--- Begin Page text ---

Represent the Survey Sponsor Truthfully

To boost response rates, you could misidentify the survey sponsor. It is well known that people are more willing to answer questionnaires fielded by universities and prestigious national polling organizations (like Gallup or Harris) than by commercial firms. Regardless, you never should lie about your survey’s sponsor. In particular, never pretend that you are conducting academic research. For example, to encourage respondents who otherwise would have opted out of your survey, you could ask field workers—those people who collect your data—to pretend that they are students working on their professor’s research. After all, doesn’t every marketing professor conduct a study about the viability of a new motel in Hobbs, New Mexico?

Assume you own a restaurant and want to study customers’ satisfaction with your food, service, and ambiance. You will receive more honest feedback if they believe that they are participating in a general survey of restaurants, conducted by an independent research company, and your restaurant is included. In this case, it is acceptable not to identify yourself as the research sponsor; failing to identify the sponsor is not lying about the sponsor.

Avoid Sugging and Frugging

Sugging and frugging are two related and obscene-sounding deceptive practices that you should avoid. Sugging is short for selling under the guise of research, and frugging is short for fundraising under the guise of research.

Unfortunately, these practices, especially for telephone interviewing, have negatively affected researchers’ ability to collect survey data. The widespread usage of sugging and frugging have primed potential respondents to assume that any phone solicitation asking them to participate in a survey will ultimately entail a request either to buy something or to contribute to a charitable organization. To avoid such unwanted telephone interactions, people either screen such calls or hang up automatically; as a result, response rates for telephone interviews have dropped precipitously and needlessly increased survey costs.

Present the Survey’s Processes, Procedures, and Purposes Accurately

When people agree to participate in a survey, they should be fully aware of what participation entails. Misrepresenting data collection processes and procedures (for example, to boost response rates and thus reduce research costs) is unethical. Also, respondents cannot provide informed consent to participate in a survey if they are unaware of its purpose.

In particular, be truthful about:

·     Required time commitment. To increase response rate, a researcher could tell prospective participants that a questionnaire requires only a half hour to complete when he/she knows that it will take an hour. In fact, failure to disclosure any aspect of the research procedures, such as the use of follow-up questionnaires, also reflects inadequate concern for respondents’ time.

·     Survey purpose. To ensure unbiased responses, you may need temporarily to disguise the purpose of a survey; after all, telling people they are participating in a study meant to help the IRS raise income taxes is bound to bias their answers! For example, if you conduct a survey to help you increase the profitability of your Italian restaurant, then it is acceptable to tell people that they are participating in a study about local Italian restaurants. The issue is informed consent; it remains possible with mild misrepresentation but becomes impossible with gross misrepresentation.

--- End Page text ---

In the survey ethics text, what is "sugging" short for?

--- Begin Data rows ---

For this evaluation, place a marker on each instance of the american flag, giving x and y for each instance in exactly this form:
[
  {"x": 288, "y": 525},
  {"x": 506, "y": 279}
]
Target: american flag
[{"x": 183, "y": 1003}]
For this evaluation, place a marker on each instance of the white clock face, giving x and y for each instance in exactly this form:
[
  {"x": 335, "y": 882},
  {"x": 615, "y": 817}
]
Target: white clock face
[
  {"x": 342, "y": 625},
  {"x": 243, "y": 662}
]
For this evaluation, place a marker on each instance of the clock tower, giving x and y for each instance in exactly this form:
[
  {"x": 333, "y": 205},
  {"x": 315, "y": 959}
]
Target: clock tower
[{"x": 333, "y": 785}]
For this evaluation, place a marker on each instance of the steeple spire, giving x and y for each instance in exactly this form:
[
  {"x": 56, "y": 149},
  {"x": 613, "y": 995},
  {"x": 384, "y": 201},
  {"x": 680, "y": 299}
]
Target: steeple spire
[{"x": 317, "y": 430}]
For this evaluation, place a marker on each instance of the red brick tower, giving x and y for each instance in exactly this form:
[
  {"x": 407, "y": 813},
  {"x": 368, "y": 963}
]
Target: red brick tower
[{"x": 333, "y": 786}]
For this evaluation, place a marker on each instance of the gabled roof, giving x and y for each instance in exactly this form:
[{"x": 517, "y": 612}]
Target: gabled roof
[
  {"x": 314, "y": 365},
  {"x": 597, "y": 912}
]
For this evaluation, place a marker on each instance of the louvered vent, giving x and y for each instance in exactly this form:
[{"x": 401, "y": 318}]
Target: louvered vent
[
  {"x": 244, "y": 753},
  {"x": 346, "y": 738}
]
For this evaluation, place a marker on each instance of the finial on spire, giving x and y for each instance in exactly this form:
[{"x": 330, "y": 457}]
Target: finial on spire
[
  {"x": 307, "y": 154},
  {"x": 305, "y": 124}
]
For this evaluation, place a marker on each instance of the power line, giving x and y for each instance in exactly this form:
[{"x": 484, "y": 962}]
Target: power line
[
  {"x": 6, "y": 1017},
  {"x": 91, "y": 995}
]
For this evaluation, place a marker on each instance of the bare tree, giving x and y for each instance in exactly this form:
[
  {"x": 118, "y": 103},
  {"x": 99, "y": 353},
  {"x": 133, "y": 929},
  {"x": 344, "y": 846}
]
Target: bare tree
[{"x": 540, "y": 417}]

--- End Data rows ---

Correct answer:
Selling under the guise of research.